**TASK:** From the first line to the last, please write out the data exactly.

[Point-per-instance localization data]
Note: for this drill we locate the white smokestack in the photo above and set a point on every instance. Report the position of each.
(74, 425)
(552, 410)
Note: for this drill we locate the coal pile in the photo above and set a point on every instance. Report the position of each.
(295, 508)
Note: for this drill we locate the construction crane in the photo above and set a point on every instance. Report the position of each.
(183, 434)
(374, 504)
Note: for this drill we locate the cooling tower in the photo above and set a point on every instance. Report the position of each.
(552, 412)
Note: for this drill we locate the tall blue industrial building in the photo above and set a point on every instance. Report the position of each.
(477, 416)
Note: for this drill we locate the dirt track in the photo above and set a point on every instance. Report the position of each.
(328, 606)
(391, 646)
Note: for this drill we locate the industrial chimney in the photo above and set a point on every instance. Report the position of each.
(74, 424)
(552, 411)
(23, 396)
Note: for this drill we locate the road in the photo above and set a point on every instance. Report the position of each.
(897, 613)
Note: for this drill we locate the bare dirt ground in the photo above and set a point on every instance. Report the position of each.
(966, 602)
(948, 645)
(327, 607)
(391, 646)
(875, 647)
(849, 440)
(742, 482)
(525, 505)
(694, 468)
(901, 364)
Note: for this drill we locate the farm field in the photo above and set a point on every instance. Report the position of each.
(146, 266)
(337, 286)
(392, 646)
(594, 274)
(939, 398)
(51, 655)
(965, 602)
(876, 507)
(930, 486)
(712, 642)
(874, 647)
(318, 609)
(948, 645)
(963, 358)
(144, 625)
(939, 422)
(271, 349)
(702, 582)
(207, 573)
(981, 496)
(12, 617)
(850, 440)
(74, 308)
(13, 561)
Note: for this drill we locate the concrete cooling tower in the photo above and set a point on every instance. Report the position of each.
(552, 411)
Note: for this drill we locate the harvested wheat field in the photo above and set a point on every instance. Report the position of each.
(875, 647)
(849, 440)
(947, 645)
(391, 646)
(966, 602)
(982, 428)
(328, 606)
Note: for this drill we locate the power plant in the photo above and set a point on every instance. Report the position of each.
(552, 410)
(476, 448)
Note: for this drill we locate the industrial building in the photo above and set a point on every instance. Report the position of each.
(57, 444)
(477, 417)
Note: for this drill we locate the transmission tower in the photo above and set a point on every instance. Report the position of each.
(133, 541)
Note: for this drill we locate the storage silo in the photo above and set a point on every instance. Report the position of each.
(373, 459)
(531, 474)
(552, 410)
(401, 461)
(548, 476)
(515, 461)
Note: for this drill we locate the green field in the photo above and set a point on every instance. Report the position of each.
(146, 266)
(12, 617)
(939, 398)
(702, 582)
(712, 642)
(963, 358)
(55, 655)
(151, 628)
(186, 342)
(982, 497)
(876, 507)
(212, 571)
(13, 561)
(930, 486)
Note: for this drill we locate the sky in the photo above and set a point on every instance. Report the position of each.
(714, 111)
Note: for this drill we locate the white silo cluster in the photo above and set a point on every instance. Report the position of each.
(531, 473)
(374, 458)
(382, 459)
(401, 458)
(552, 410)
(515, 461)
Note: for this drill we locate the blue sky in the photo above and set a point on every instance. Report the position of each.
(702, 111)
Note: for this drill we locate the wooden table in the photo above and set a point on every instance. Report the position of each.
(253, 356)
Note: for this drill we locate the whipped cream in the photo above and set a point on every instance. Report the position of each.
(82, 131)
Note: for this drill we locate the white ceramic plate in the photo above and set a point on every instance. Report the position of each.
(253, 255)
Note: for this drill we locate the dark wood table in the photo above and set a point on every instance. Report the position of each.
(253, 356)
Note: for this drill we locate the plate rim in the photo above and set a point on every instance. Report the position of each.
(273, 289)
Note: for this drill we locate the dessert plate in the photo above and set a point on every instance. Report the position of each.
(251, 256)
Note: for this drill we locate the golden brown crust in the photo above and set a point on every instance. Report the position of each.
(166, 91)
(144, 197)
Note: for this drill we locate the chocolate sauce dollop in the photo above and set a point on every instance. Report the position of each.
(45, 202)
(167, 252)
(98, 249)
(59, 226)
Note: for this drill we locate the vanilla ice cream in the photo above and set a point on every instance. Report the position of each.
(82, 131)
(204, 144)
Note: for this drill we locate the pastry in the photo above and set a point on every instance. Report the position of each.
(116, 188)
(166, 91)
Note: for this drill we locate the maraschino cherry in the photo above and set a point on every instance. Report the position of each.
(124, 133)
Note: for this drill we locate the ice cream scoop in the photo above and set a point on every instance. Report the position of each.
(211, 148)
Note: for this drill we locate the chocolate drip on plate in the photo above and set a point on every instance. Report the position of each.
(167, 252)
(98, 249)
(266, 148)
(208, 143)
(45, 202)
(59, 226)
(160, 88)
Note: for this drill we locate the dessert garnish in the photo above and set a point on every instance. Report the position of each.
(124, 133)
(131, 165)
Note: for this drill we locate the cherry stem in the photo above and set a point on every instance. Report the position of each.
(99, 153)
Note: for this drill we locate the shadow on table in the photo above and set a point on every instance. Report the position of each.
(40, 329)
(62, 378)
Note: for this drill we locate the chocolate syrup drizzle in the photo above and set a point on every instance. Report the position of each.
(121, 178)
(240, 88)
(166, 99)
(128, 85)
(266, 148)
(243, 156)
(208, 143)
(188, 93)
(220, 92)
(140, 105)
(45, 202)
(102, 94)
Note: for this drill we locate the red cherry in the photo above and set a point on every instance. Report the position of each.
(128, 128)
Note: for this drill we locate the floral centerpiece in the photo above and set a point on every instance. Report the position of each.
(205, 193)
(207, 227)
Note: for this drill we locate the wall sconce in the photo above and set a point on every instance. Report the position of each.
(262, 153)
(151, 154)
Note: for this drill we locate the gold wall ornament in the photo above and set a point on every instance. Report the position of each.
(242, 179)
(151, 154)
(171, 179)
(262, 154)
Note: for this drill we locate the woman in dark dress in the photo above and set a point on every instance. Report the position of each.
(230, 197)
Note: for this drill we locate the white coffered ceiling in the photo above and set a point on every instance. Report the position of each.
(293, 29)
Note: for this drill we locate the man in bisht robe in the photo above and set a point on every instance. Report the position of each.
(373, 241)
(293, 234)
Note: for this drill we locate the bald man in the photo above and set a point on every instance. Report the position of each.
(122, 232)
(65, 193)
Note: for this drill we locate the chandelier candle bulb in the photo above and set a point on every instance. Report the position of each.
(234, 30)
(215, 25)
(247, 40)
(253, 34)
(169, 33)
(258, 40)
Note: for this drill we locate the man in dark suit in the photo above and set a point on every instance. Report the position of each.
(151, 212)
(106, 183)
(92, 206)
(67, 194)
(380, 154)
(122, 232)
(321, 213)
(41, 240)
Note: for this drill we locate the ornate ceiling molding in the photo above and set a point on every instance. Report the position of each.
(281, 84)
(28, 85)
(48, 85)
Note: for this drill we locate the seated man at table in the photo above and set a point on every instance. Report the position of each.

**RESPONSE TO THE EXERCISE:**
Note: for this drill we locate the white smokestack in the photo above and set a point on every instance. Report the position of each.
(74, 425)
(552, 410)
Note: for this drill we locate the coal pile in the photo above and set a point on every instance. Report the position of each.
(295, 508)
Note: for this drill we locate the construction crane in the photo above and set a point on every instance. Report the position of each.
(183, 434)
(374, 504)
Note: for this drill we locate the cooling tower in the photo above and set a point on every instance. Report the position of each.
(552, 412)
Note: for this drill we locate the tall blue industrial building in the photo above and set a point on every instance. Report the position of each.
(477, 416)
Note: for this drill we locate the dirt track in the photo above and set a point on every instance. Report the position of each.
(328, 606)
(391, 646)
Note: for this drill we locate the industrial chimney in the photo above and set a point on every instance. Report the position of each.
(74, 424)
(552, 411)
(23, 396)
Note: for this drill we locate the road in the photo above and set a point on every instance. Report the position of each.
(897, 613)
Note: for this drill we locate the bare dirt ground in the photo above and set a point on every instance. Report the position of each.
(966, 602)
(948, 645)
(327, 607)
(391, 646)
(875, 647)
(849, 440)
(742, 482)
(525, 505)
(694, 468)
(901, 364)
Note: for this drill we locate the farm field in the photo above and set a point on every instance. Report the position of each.
(146, 266)
(337, 286)
(392, 646)
(594, 274)
(939, 398)
(51, 655)
(965, 602)
(876, 507)
(930, 486)
(712, 642)
(874, 647)
(318, 609)
(948, 645)
(963, 358)
(144, 625)
(939, 422)
(271, 349)
(702, 582)
(207, 573)
(981, 496)
(12, 617)
(850, 440)
(74, 308)
(13, 561)
Note: for this drill we locate the concrete cooling tower in the photo above and set a point on every instance. Report the position of each.
(552, 411)
Note: for this drill we locate the harvested wheat field in the photo above and set a point on every instance. Report the position of each.
(875, 647)
(849, 440)
(947, 645)
(391, 646)
(966, 602)
(982, 428)
(328, 606)
Note: for this drill we locate the power plant in the photo above and set a point on every instance. Report the position of each.
(552, 410)
(476, 448)
Note: for this drill we locate the industrial building in the photo above and set a point on every instance. Report the position of each.
(57, 444)
(477, 417)
Note: for this drill we locate the transmission tower in the photo above and set a point on every instance. Report the position of each.
(133, 541)
Note: for this drill we locate the storage silo in the photo above and set a point on every instance. Report the position of each.
(373, 459)
(531, 474)
(552, 410)
(401, 461)
(548, 476)
(515, 461)
Note: for this drill we locate the green field in the photo above and set a point on every instance. Report the position of each.
(146, 266)
(12, 617)
(939, 398)
(702, 582)
(712, 642)
(963, 358)
(55, 655)
(151, 628)
(186, 342)
(982, 497)
(876, 507)
(212, 571)
(13, 561)
(930, 486)
Note: for this drill we locate the sky in the photo above and set a point on every instance. Report the position of each.
(714, 111)
Note: for this drill we locate the white silo cluster in the photo above and set a point on every instance. Report the position of each.
(531, 473)
(374, 458)
(382, 459)
(401, 458)
(552, 410)
(515, 461)
Note: for this drill we locate the blue sky in the photo above and set a point on every instance. Report the position of each.
(702, 111)
Note: for this drill we locate the wooden table in the photo above and set a point on every instance. Report the position of each.
(253, 356)
Note: for this drill we locate the whipped cream in the photo above and set a point on every instance. Report the position of each.
(82, 131)
Note: for this drill we locate the white ceramic plate in the photo above and set a point on every instance. Report the position of each.
(253, 255)
Note: for this drill we locate the dark wood table in the photo above and set a point on every instance. Report the position of each.
(253, 356)
Note: for this drill we locate the plate rim in the photo above and set a point on every instance. Report the position of each.
(273, 289)
Note: for this drill we locate the dessert plate in the photo above and set a point on every instance. Report the position of each.
(251, 256)
Note: for this drill we locate the golden brown crust in the photo above and set a point on every instance. Report the position of each.
(166, 91)
(144, 197)
Note: for this drill we locate the chocolate sauce dollop in the photo above and set a point on every instance. Report the position of each.
(45, 202)
(167, 252)
(98, 249)
(59, 226)
Note: for this drill we locate the vanilla ice cream in the photo above and set a point on every instance. Report the position of each.
(82, 131)
(204, 144)
Note: for this drill we locate the pastry in the photo above and set a point on every instance. Report the position of each.
(116, 188)
(166, 91)
Note: for this drill we locate the maraschino cherry in the photo above and set a point on every instance. Report the position of each.
(124, 133)
Note: for this drill we locate the ice cream scoop in the photo above and set a point on every instance. Report the position of each.
(211, 148)
Note: for this drill we locate the chocolate drip on plate in the photo above and set a point on every instance. Report the position of each.
(167, 252)
(98, 249)
(266, 148)
(208, 143)
(45, 202)
(59, 226)
(160, 88)
Note: for this drill we locate the dessert garnish in the photo above and set a point on every instance. Report the position of each.
(124, 133)
(131, 165)
Note: for this drill we locate the cherry stem in the photo above and set a point on every instance. Report the position of each.
(99, 153)
Note: for this drill we locate the shadow on table in the photo above and set a point on every instance. Report the position of each.
(40, 329)
(62, 378)
Note: for this drill we locate the chocolate syrup drizzle in the photo above and set a point on every instance. Report the position of each.
(121, 178)
(240, 88)
(166, 99)
(128, 85)
(266, 148)
(243, 156)
(208, 143)
(188, 93)
(220, 92)
(140, 105)
(45, 202)
(102, 94)
Note: for this drill we locate the red cherry in the photo above and set a point on every instance. Report the position of each.
(128, 128)
Note: for this drill we locate the floral centerpiece in the photo above and set a point on every instance. Report the position of each.
(205, 193)
(207, 227)
Note: for this drill we locate the wall sconce in the photo above and set a point on every instance. Report the position of each.
(262, 153)
(151, 154)
Note: for this drill we locate the gold wall ornament in the photo above and set a point on every instance. Report the position of each.
(242, 179)
(151, 154)
(171, 179)
(262, 154)
Note: for this drill we locate the woman in dark dress in the photo above and set a point on every instance. Report the position of each.
(230, 197)
Note: for this drill we locate the white coffered ceiling in the photo above and set a point on every instance. Report the position of each.
(293, 29)
Note: for this drill we locate the man in bisht robe in the photo above and set a point on every instance. Report the position of each.
(373, 241)
(293, 234)
Note: for this drill we locate the bald man in the photo above and set a point on every instance. Report the position of each.
(122, 232)
(65, 193)
Note: for this drill we locate the chandelier candle bulb in the photo above and set a point on every instance. Report the position of each.
(234, 30)
(215, 25)
(247, 40)
(253, 34)
(169, 33)
(258, 40)
Note: for this drill we locate the man in dark suit in the photo above and set a point on every instance. Report the position of each.
(151, 212)
(106, 183)
(92, 206)
(67, 194)
(380, 154)
(122, 232)
(321, 213)
(41, 240)
Note: for this drill we locate the ornate ceiling molding in the photo above and set a point on every instance. Report the position of each.
(281, 84)
(28, 85)
(48, 85)
Note: for this drill we locate the seated man at table in the photo above and set a point on every instance. Report the position of each.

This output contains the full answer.